Texto para análise:
* * *

Katniss Everdeen (Jennifer Lawrence) |
Para
quem não sabe, a personagem principal do romance é Katniss Everdeen. Moradora
do Distrito 12, que cuida da mineração de carvão, Katniss se oferece como
tributo para salvar a pele da irmã mais nova. O outro escolhido é o aprendiz de
padeiro Peeta Mellark, que serve de polo para o triângulo amoroso exigido pela
editora para que a trilogia pudesse fazer frente ao fenômeno Crepúsculo. Se
Peeta é o Edward da distopia de Suzane Collins, o lobisomem da vez é Gale
Hawthorne, melhor amigo de Katniss, com quem a personagem se aventura em
caçadas ilegais na floresta que cerca o distrito.
Gale (Liam Hemsworth) e Peeta (Josh Hutcherson) |
A
adaptação para o cinema correu da melhor maneira possível, em parte porque Jogos
Vorazes é uma história feita para ser contada em imagem, dado o importante papel que as representações midiáticas ocupam na trama. O outro motivo é o cuidado na transposição para a tela grande
para não deixar o filme longo demais, confuso demais ou verborrágico demais.
Embora alguns detalhes essenciais - como o motivo pelo qual o nome de Gale
entrou mais de 40 vezes no sorteio - tenham ficado perdidos na sala de montagem
(ou na lixeira do roteirista, sei lá), o diretor Gary Ross optou por deixar de
fora uma série de cenas desnecessárias, ou por substituí-las por algo mais
simples e igualmente funcional. O filme também ganha pontos por ampliar o
universo de Panem: enquanto o livro é todo narrado do ponto de vista de
Katniss, a adaptação para os cinemas permite que conheçamos um pouco mais os
personagens da Capital e os interesses por trás do sangrento reality show. Os dois
maiores erros do filme em si são a forma como a comida, que tem um papel
fundamental no futuro repleto de pessoas famintas em que a trama se situa, é
relegada a segundo plano e a extrema limpeza dos personagens, que estão sempre
de cabelinhos cuidadosamente penteados, seja na miséria do Distrito 12 ou na
arena dos Jogos. A maquiagem hollywoodiana chega ao ponto de tirar da história
a perna amputada de Peeta, enquanto tenta devolver o ar realista à trama com o
uso exagerado de câmeras trêmulas.

* * *

Exercícios:
1. De acordo com o texto sobre Jogos Vorazes, de que atividade cuida o distrito onde Katniss mora?
2. Retome o texto sobre Jogos Vorazes, escrevendo a partir da última frase apresentada.

* * *

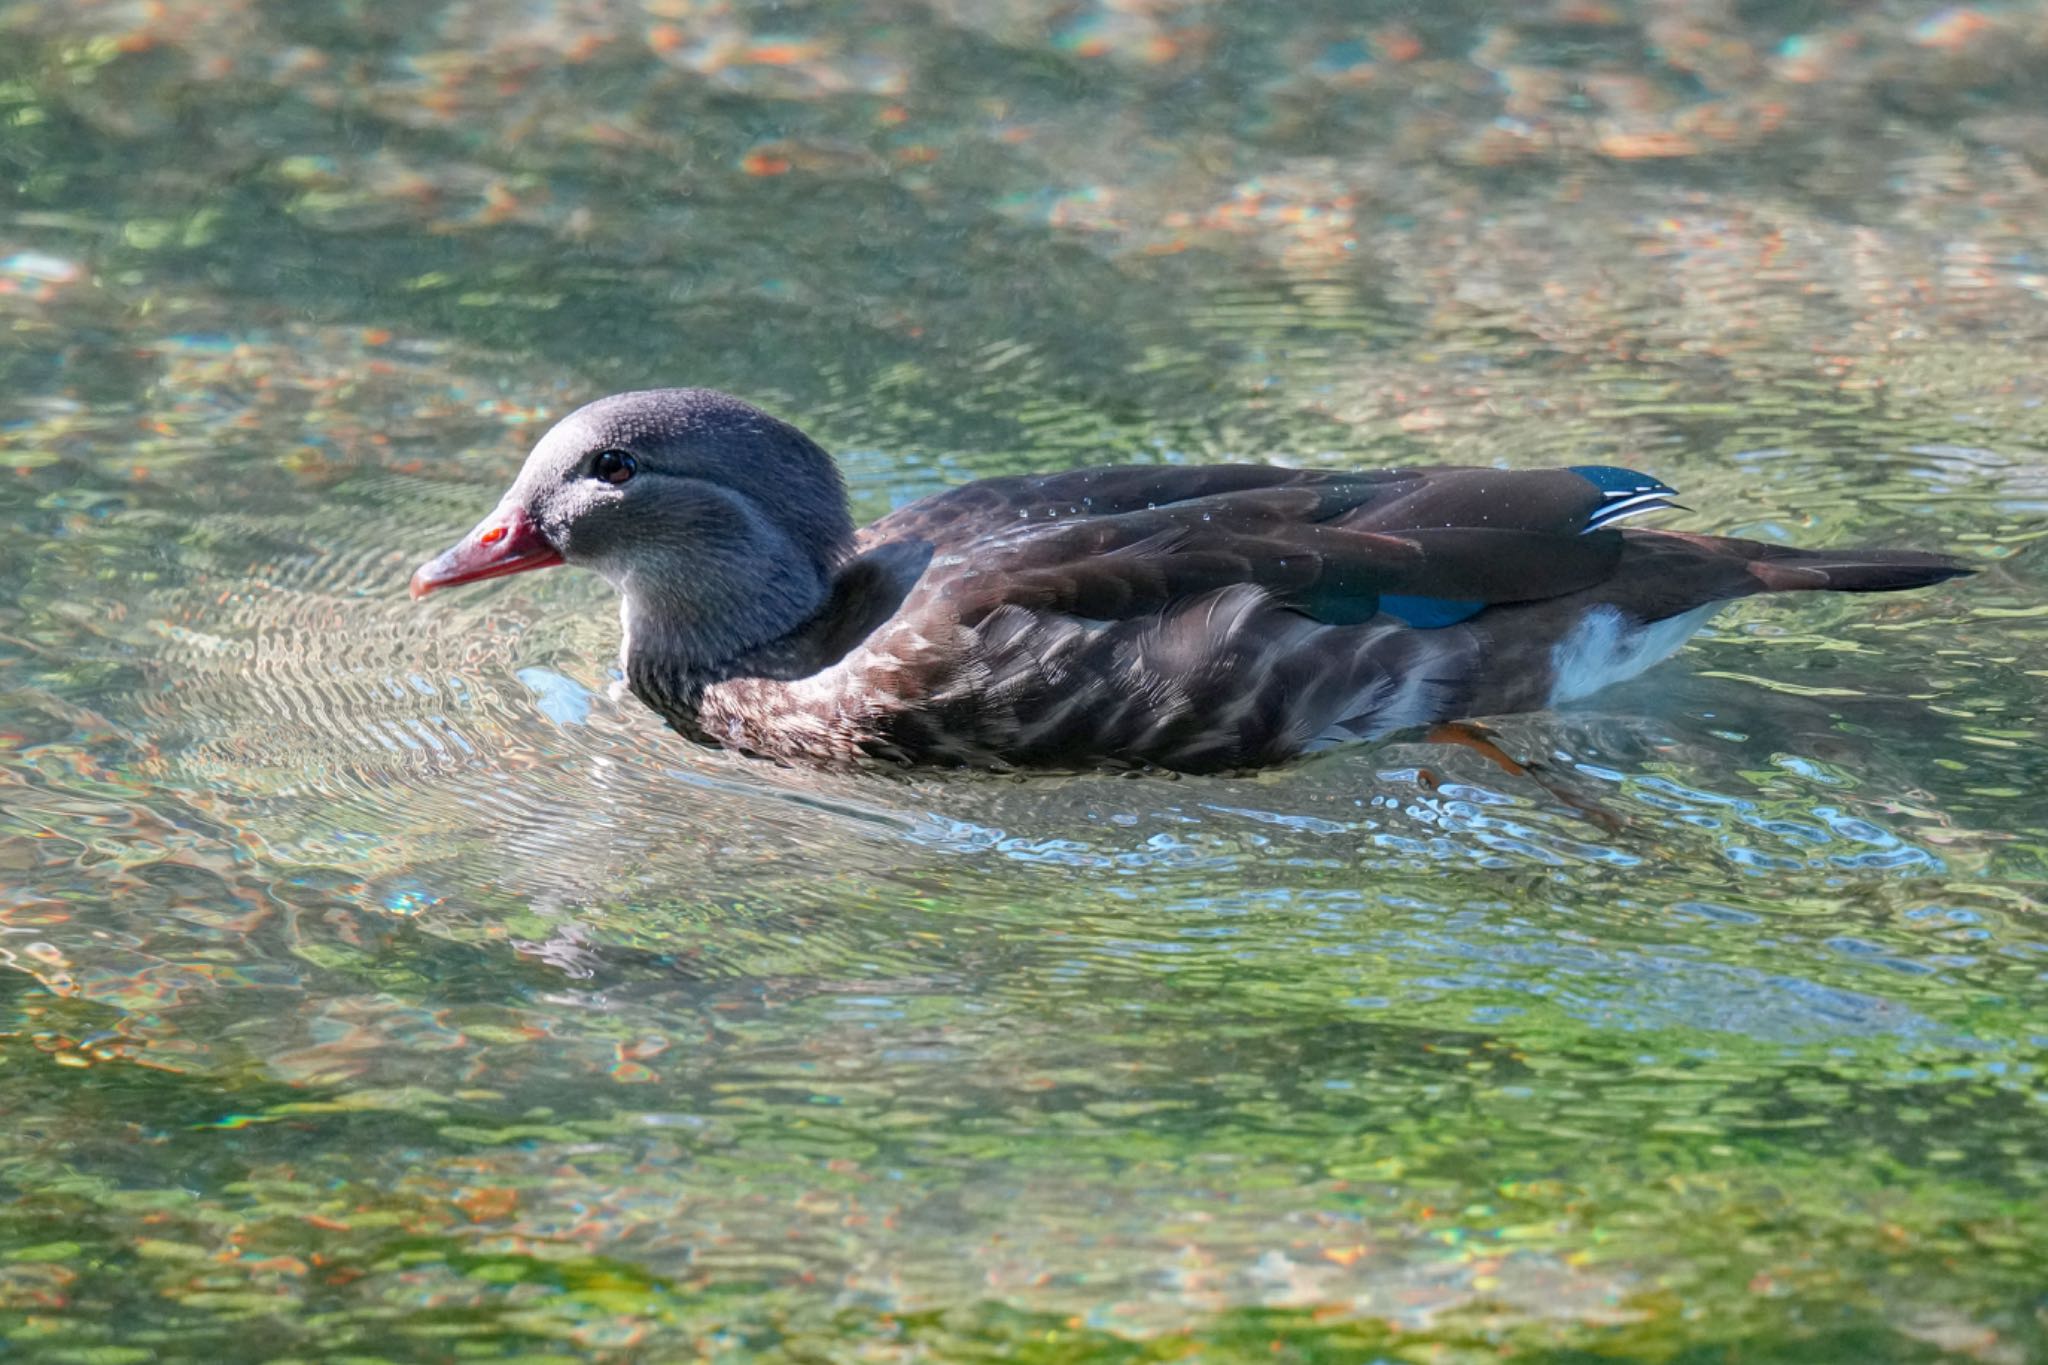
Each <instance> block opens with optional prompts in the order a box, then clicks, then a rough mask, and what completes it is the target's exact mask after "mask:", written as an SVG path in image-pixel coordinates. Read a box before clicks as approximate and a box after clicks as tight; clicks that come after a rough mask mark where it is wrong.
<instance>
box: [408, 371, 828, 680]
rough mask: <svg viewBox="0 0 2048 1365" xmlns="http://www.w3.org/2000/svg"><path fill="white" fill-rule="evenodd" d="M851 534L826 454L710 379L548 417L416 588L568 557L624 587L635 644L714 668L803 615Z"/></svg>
mask: <svg viewBox="0 0 2048 1365" xmlns="http://www.w3.org/2000/svg"><path fill="white" fill-rule="evenodd" d="M852 534H854V526H852V518H850V516H848V512H846V487H844V483H842V481H840V473H838V469H836V467H834V463H831V456H829V454H825V452H823V450H821V448H819V446H817V444H815V442H813V440H811V438H809V436H805V434H803V432H799V430H797V428H793V426H788V424H786V422H778V420H774V417H770V415H768V413H764V411H760V409H758V407H752V405H748V403H741V401H739V399H735V397H729V395H725V393H715V391H711V389H649V391H643V393H616V395H612V397H606V399H598V401H596V403H590V405H586V407H580V409H575V411H573V413H569V415H567V417H563V420H561V422H557V424H555V428H553V430H549V432H547V436H543V438H541V444H537V446H535V448H532V454H528V456H526V465H524V469H520V473H518V479H516V481H514V483H512V487H510V489H508V491H506V495H504V497H502V499H500V501H498V508H496V510H494V512H492V514H489V516H487V518H483V520H481V522H477V526H475V528H473V530H471V532H469V534H467V536H463V538H461V540H459V542H455V544H453V546H451V548H449V551H444V553H442V555H438V557H436V559H430V561H428V563H424V565H420V569H418V571H416V573H414V575H412V596H414V598H422V596H426V593H430V591H436V589H442V587H453V585H457V583H475V581H479V579H492V577H500V575H506V573H526V571H528V569H545V567H549V565H578V567H584V569H594V571H596V573H600V575H604V579H608V581H610V583H612V587H616V589H618V593H621V598H623V612H621V614H623V618H625V626H627V651H629V653H639V651H659V655H662V657H664V659H666V661H668V663H670V665H672V667H680V669H709V667H715V665H719V663H723V661H731V659H737V657H741V655H745V653H748V651H754V649H760V647H762V645H768V643H772V641H776V639H780V636H784V634H788V632H791V630H795V628H797V626H799V624H803V622H805V620H807V618H811V616H813V614H815V612H817V610H819V608H821V606H823V604H825V600H827V593H829V591H831V583H834V571H836V567H838V565H840V561H842V559H844V557H846V553H848V546H850V544H852Z"/></svg>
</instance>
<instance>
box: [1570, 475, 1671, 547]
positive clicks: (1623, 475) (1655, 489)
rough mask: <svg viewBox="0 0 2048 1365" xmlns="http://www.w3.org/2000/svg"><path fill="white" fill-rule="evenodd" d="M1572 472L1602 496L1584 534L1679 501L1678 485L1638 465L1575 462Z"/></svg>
mask: <svg viewBox="0 0 2048 1365" xmlns="http://www.w3.org/2000/svg"><path fill="white" fill-rule="evenodd" d="M1571 473H1575V475H1579V477H1581V479H1585V481H1587V483H1591V485H1593V487H1595V489H1599V497H1602V501H1599V505H1597V508H1593V512H1591V516H1587V518H1585V528H1583V530H1581V532H1579V534H1581V536H1589V534H1593V532H1595V530H1606V528H1610V526H1614V524H1616V522H1620V520H1624V518H1630V516H1640V514H1645V512H1663V510H1665V508H1675V505H1677V503H1675V501H1671V499H1673V497H1677V489H1675V487H1671V485H1669V483H1661V481H1657V479H1651V477H1649V475H1645V473H1640V471H1634V469H1622V467H1620V465H1571Z"/></svg>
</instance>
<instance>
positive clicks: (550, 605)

* * *

Respostas em ordem:
1. Da mineração de carvão.

2.
Katniss e Rue, depois de dias na arena. |
Já
do lado de fora da tela, é possível encontrar duas faltas muito mais graves na
pré-produção e no período de divulgação do filme. A primeira é o whitewashing
pelo qual passou Katniss Everdeen: descrita no livro como tendo a pele morena,
a personagem teve seu teste de elenco aberto apenas para atrizes caucasianas e
acabou sendo interpretada por Jennifer Lawrence. O segundo problema se deve a
um setor babaca do fandom de Jogos Vorazes que criticou a escalação da pequena
Amandla Stenberg como Rue, a menina do Distrito 11 com quem Katniss forma uma
aliança e que é descrita por Collins como tendo a pele e os olhos escuros. A
escolha deu origem a uma série de tweets ofensivos (reunidos no tumblr Hunger Games Tweets)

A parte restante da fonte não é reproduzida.